start PAGE EXTRACT

- Conference: Independent
- Record: 3–3–2
- Head coach: Chile Walsh (1st season);
- Captain: Harlan "Snakes" Gazelle
- Home stadium: Edward J. Walsh Memorial Stadium

= 1930 Saint Louis Billikens football team =

American college football season

The 1930 Saint Louis Billikens football team was an American football team that represented Saint Louis University as an independent during the 1930 college football season. In their first season under head coach Chile Walsh, the Billikens compiled a 3–3–2 record and outscored opponents by a total of 107 to 82. The team played its home games at its newly-constructed Edward J. Walsh Memorial Stadium in St. Louis. Halfback Harlan "Snakes" Gazelle was the team captain.

end PAGE EXTRACT

[OBJECTIVES]:
1. The 1930 Saint Louis Billikens article gives the team an even 3–3–2 record. In one to three sentences, state what measure in the article shows that the Billikens still came out ahead of their opponents.
2. Reproduce the stretch of the 1930 Saint Louis Billikens article from "- Conference: Independent" through "the team captain.".
The records that follow are not used in any of this work.

start DATASET RECORDS

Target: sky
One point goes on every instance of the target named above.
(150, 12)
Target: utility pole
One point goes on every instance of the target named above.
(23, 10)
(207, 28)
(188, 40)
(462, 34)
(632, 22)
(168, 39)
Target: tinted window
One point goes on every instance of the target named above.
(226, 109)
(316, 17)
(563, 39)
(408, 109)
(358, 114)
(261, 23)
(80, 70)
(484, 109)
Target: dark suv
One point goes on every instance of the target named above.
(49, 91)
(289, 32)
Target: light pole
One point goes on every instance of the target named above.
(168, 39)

end DATASET RECORDS
start DATASET RECORDS

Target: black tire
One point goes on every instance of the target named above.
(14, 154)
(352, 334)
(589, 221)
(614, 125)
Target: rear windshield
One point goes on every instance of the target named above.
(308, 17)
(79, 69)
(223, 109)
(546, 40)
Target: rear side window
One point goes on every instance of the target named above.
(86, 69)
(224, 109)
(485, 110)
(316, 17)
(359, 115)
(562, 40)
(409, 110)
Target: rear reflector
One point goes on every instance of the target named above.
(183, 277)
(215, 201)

end DATASET RECORDS

[EXPECTED ANSWERS]:
1. The Billikens outscored their opponents over the season, scoring a total of 107 points to their opponents' 82.

2.
- Conference: Independent
- Record: 3–3–2
- Head coach: Chile Walsh (1st season);
- Captain: Harlan "Snakes" Gazelle
- Home stadium: Edward J. Walsh Memorial Stadium

= 1930 Saint Louis Billikens football team =

American college football season

The 1930 Saint Louis Billikens football team was an American football team that represented Saint Louis University as an independent during the 1930 college football season. In their first season under head coach Chile Walsh, the Billikens compiled a 3–3–2 record and outscored opponents by a total of 107 to 82. The team played its home games at its newly-constructed Edward J. Walsh Memorial Stadium in St. Louis. Halfback Harlan "Snakes" Gazelle was the team captain.